Technology gave us the tools. But it also gave clients the illusion that those tools are the job. They’re not.

Filmmaker? Videographer? Just Don’t Forget to Hit Record

Tech has also blurred the line between filmmaker and videographer. And I say this with nothing but respect — because I’ve worked with some wildly talented people in both camps.

A videographer is usually a one-person crew. They shoot, light, record, edit, deliver. They’re the Swiss Army knives of production — perfect for fast, scrappy, efficient content.

A filmmaker, especially in the commercial space, operates more like a conductor. Their job is to guide performance, tone, pacing, and vision — while collaborating with experts across departments to pull it all off. It’s less about juggling, more about orchestration.

Can someone be both? Yep. But they’re the exception — not the industry standard. I’m not a videographer, and I know that about myself.

That doesn’t mean I can’t run lean. Some of my favorite commercials were shot with a crew of 5–10 people. I love that size — small enough to move fast, big enough to breathe. But if you need someone to shoot an event, grab interviews, and turn around a tight edit with two people and a backpack full of batteries—there’s someone better at that than me who won’t have a mid-take panic attack wondering whether they hit record. Hire them.

Know thyself.

I can cut. I worked full-time as an editor before I became a director and I often love shaping the early edit myself. But I’m not a colorist, or a sound mixer, or a VFX artist. And when I try to be all of those things at once, the part I’m best at— honing jokes and pacing — inevitably takes the hit.

Technology makes it possible to do everything. But possible doesn’t mean better. It’s the difference between being handed a chef’s knife and thinking you’re ready for The Bear.

Let’s Talk Story Before Money

If I had a nickel for every time someone asked,
“What can we do with $40K... $100K... $500K?”
I’d have enough money to not shoot your commercial.

Real talk: it’s the wrong place to start.

That question — no matter the number — turns creative into a math problem. And the second you start bidding against a number instead of for an idea, the work suffers. Every. Single. Time.

**Source data**.

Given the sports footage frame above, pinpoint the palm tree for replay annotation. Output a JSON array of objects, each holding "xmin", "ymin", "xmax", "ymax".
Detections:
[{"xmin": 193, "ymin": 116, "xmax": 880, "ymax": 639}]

**What to work on**.
A) Repeat the filmmaking essay word for word, everything from "Filmmaker? Videographer? Just" down to "scrappy, efficient content.".
B) Based on the filmmaking essay, answer yes or no to each statement and quote the words that decide it: (i) the writer worked full-time as an editor before becoming a director; (ii) the writer describes themselves as a videographer; (iii) some of the writer's favorite commercials were shot with a crew of twenty or more people.
C) List every task the filmmaking essay says a videographer performs.

**Outputs for the tasks**.
A)
Filmmaker? Videographer? Just Don’t Forget to Hit Record

Tech has also blurred the line between filmmaker and videographer. And I say this with nothing but respect — because I’ve worked with some wildly talented people in both camps.

A videographer is usually a one-person crew. They shoot, light, record, edit, deliver. They’re the Swiss Army knives of production — perfect for fast, scrappy, efficient content.

B)
(i) Yes: "I worked full-time as an editor before I became a director"
(ii) No: "I’m not a videographer, and I know that about myself."
(iii) No: "Some of my favorite commercials were shot with a crew of 5–10 people."

C)
- shoot
- light
- record
- edit
- deliver